As you look over the data below, please find each line where the word "drawer" appears, then copy it.
━━━ SOURCE RECORDS
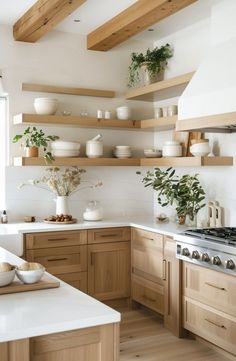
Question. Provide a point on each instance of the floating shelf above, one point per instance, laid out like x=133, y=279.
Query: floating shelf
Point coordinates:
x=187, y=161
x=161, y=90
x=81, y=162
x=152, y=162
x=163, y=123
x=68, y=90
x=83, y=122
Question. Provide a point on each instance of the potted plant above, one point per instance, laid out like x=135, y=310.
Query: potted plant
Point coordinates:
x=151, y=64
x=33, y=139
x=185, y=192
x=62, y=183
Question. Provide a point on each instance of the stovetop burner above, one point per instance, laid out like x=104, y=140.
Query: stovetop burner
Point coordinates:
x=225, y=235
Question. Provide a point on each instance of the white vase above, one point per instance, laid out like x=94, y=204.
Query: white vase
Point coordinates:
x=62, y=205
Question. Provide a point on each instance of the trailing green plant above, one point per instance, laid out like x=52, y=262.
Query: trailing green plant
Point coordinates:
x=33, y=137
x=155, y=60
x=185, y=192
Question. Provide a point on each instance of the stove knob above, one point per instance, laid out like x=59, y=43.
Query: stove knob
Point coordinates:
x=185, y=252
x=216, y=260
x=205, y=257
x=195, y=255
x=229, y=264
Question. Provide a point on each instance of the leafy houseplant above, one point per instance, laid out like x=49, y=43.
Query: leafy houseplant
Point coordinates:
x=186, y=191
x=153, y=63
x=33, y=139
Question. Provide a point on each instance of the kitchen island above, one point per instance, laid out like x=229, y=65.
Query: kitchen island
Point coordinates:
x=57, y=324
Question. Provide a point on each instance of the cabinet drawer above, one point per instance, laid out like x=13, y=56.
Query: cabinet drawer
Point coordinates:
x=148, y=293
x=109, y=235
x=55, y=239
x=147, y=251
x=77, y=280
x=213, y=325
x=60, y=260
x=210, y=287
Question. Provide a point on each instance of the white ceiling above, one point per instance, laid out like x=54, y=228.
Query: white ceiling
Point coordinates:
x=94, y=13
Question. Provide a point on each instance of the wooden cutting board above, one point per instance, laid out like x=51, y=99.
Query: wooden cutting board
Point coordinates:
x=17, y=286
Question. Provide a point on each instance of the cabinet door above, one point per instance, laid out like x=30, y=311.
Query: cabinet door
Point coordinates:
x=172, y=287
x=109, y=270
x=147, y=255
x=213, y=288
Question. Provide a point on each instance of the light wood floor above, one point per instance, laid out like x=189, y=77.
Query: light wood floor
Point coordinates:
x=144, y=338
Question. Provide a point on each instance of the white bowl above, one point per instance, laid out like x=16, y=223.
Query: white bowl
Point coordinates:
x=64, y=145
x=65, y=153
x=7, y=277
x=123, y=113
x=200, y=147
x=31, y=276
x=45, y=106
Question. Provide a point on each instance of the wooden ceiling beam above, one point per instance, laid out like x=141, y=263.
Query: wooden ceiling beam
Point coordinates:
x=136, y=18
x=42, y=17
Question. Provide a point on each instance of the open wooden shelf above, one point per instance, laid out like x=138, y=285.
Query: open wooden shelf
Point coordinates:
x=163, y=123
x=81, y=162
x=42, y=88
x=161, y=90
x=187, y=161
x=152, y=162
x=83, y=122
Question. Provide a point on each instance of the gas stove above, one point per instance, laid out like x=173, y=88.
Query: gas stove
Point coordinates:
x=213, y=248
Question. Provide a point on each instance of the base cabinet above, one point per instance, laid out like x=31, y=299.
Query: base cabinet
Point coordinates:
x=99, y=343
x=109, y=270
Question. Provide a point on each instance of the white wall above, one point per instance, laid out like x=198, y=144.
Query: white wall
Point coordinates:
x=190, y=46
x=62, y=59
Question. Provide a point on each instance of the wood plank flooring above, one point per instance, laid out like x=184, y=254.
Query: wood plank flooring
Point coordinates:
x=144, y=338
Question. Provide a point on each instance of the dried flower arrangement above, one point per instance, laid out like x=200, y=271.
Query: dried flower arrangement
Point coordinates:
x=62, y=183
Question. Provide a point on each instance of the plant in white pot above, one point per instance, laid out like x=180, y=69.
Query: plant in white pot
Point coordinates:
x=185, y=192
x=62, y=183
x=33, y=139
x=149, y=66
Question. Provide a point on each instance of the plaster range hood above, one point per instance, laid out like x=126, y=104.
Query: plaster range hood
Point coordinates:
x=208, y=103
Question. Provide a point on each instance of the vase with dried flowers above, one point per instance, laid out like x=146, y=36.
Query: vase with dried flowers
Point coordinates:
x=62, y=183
━━━━━━
━━━ SOURCE RECORDS
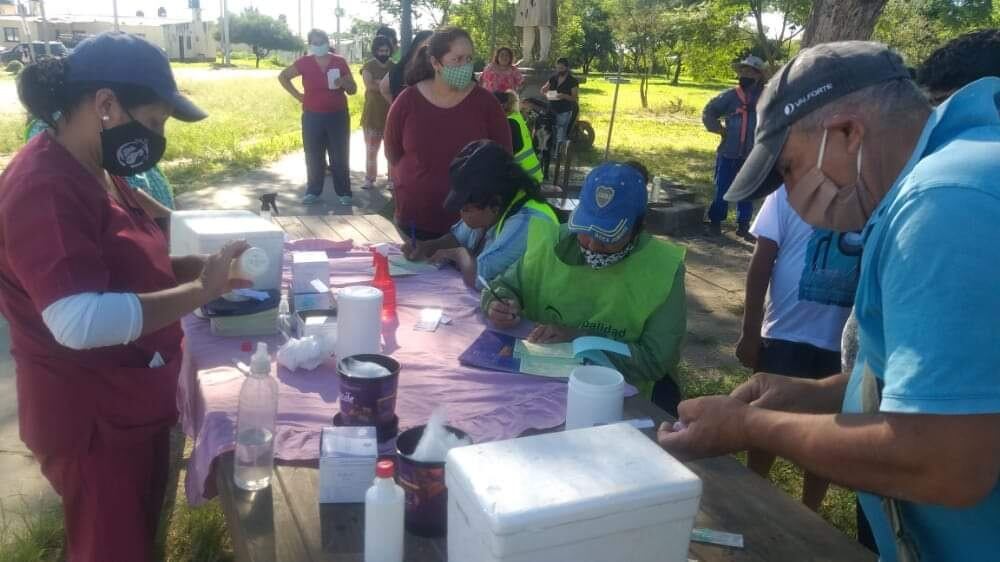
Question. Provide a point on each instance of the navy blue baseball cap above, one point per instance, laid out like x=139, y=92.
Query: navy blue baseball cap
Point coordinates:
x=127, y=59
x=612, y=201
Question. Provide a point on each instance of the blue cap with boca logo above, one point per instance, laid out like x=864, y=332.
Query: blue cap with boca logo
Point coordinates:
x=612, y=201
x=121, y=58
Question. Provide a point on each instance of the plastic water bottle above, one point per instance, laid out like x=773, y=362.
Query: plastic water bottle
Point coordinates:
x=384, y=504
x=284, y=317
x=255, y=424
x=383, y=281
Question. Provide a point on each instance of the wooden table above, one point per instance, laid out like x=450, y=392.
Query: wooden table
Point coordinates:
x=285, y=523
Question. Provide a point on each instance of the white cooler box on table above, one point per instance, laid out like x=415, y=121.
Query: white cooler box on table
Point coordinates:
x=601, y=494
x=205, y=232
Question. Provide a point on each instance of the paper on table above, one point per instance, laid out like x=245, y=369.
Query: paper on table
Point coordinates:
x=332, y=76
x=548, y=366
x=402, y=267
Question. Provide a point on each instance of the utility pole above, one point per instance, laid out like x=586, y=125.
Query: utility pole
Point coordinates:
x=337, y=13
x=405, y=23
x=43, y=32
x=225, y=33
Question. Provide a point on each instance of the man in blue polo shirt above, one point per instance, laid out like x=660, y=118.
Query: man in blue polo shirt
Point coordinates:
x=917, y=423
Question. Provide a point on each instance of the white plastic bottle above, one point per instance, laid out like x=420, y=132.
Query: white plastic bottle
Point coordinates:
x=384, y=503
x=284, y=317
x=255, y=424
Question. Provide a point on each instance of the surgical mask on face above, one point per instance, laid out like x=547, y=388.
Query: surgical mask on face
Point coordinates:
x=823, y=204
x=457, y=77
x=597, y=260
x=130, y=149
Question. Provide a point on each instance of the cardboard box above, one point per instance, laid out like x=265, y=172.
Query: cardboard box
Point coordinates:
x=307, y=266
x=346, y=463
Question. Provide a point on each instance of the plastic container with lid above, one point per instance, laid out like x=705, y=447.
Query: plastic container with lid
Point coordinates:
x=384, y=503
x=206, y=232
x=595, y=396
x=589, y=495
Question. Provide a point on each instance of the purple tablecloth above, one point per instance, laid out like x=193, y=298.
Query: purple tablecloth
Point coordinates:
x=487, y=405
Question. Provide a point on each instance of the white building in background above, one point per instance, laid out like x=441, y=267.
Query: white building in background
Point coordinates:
━━━━━━
→ **TASK OUTPUT**
Question. Provide a point on each instance of the cabinet drawer above, one point per instance, laid out like x=13, y=56.
Query: cabinet drawer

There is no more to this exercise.